* begin DATA SUPPLIED *

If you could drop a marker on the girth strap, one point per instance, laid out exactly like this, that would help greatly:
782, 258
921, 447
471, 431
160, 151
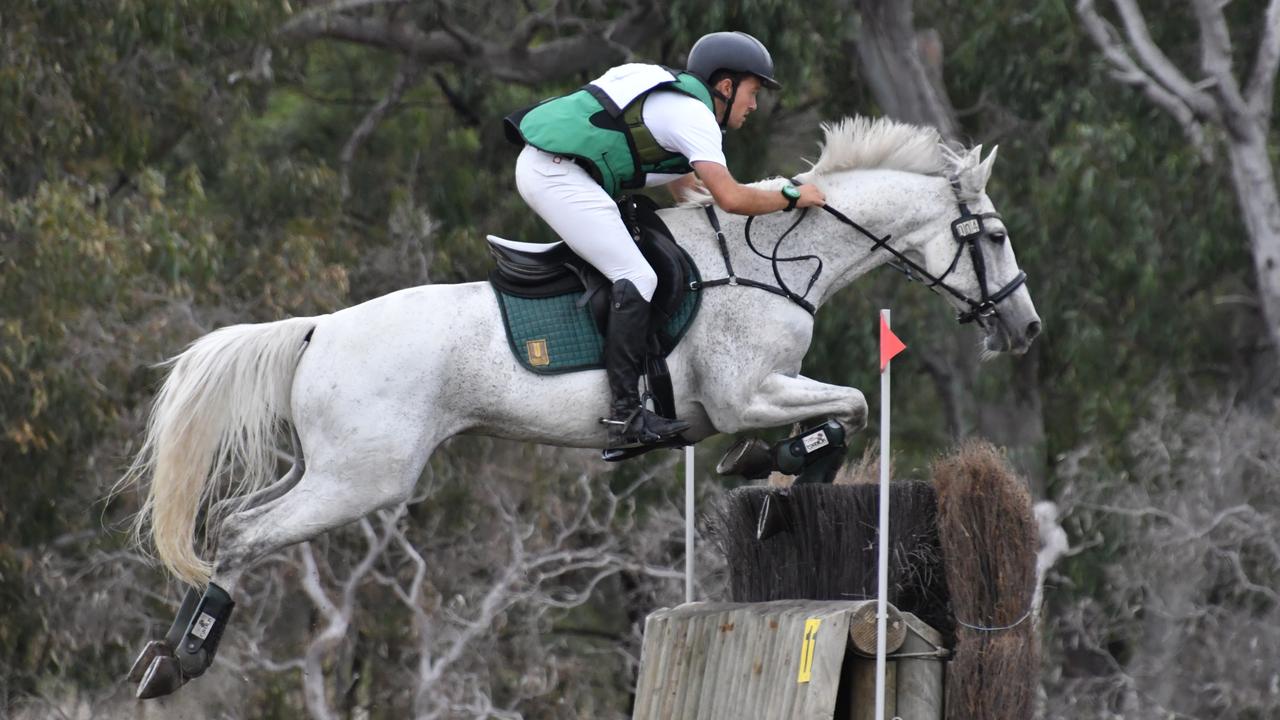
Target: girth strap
746, 282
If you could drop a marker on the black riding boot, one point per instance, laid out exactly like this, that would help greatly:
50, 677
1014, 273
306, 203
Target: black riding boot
625, 343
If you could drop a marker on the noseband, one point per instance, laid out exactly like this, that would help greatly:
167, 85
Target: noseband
968, 231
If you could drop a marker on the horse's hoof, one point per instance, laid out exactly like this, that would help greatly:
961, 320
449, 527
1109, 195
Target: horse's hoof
144, 661
161, 678
749, 458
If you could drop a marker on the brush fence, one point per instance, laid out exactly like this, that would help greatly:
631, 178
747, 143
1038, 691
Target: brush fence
795, 659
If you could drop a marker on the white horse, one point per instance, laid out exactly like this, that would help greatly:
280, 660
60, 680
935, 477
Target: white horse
371, 391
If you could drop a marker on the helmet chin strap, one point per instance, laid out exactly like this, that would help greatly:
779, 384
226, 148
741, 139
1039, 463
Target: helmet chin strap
728, 104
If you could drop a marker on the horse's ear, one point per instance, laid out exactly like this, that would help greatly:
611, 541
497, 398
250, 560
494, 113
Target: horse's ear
983, 172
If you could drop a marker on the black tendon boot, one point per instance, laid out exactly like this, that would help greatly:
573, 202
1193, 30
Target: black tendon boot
625, 343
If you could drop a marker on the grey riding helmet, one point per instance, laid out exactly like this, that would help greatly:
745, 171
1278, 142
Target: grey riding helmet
735, 51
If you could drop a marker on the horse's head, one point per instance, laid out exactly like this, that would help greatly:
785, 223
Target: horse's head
968, 251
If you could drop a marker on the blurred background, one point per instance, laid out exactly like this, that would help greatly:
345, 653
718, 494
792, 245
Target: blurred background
169, 168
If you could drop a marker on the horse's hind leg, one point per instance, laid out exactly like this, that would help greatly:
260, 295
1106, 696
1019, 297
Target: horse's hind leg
163, 675
329, 495
270, 492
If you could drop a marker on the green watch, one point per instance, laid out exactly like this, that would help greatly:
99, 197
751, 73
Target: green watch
792, 194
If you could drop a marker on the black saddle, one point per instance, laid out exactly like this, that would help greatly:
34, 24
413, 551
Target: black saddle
538, 269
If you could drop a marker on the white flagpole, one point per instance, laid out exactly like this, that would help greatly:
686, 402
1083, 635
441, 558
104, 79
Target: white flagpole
689, 523
882, 604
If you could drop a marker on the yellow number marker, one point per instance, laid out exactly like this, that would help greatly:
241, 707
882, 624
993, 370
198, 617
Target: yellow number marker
810, 639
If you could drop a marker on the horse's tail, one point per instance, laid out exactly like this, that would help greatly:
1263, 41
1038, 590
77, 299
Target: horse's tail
218, 413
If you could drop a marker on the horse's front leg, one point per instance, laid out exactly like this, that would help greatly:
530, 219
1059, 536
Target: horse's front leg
781, 400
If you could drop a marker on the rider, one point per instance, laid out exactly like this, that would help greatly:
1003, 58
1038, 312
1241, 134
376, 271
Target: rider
640, 126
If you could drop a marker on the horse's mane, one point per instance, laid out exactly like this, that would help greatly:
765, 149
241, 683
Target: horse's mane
869, 144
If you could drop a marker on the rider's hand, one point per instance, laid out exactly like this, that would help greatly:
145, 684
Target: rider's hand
810, 196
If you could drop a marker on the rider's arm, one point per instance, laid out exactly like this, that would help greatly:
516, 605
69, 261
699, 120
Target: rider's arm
744, 200
681, 186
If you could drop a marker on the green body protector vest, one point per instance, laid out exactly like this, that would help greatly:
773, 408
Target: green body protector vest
609, 142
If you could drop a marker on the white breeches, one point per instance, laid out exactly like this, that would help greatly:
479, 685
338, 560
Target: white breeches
584, 215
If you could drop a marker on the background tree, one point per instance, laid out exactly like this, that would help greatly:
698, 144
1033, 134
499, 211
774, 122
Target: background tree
167, 171
1238, 117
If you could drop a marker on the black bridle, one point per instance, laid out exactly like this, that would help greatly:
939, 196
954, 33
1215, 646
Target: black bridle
968, 229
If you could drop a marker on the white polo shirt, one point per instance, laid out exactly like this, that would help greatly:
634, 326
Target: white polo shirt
682, 124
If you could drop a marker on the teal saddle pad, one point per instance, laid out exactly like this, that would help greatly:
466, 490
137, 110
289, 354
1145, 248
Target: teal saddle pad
558, 335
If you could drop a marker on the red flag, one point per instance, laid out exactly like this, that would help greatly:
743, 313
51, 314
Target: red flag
890, 345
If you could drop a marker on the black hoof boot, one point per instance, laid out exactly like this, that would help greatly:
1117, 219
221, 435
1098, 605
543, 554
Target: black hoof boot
813, 456
156, 648
749, 458
163, 677
640, 427
188, 647
199, 643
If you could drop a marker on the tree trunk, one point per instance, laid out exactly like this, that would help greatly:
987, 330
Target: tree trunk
888, 49
1260, 204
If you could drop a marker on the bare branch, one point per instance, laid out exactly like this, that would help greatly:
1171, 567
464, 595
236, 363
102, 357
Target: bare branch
405, 77
1159, 64
1216, 60
1261, 87
1128, 72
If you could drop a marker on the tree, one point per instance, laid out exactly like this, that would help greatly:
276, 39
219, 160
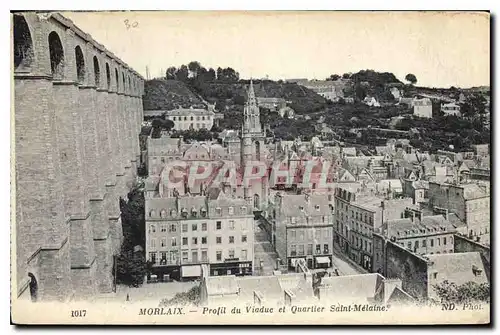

* end DATA SUPPLIED *

#### SET TASK:
Please report every line in the records that contains the string "watch", copying each line in full. Matches must have the same case.

#### FULL SOLUTION:
If you could drop a marker on the green watch, one point per instance, laid out exactly like this, that would help greatly:
Target: green watch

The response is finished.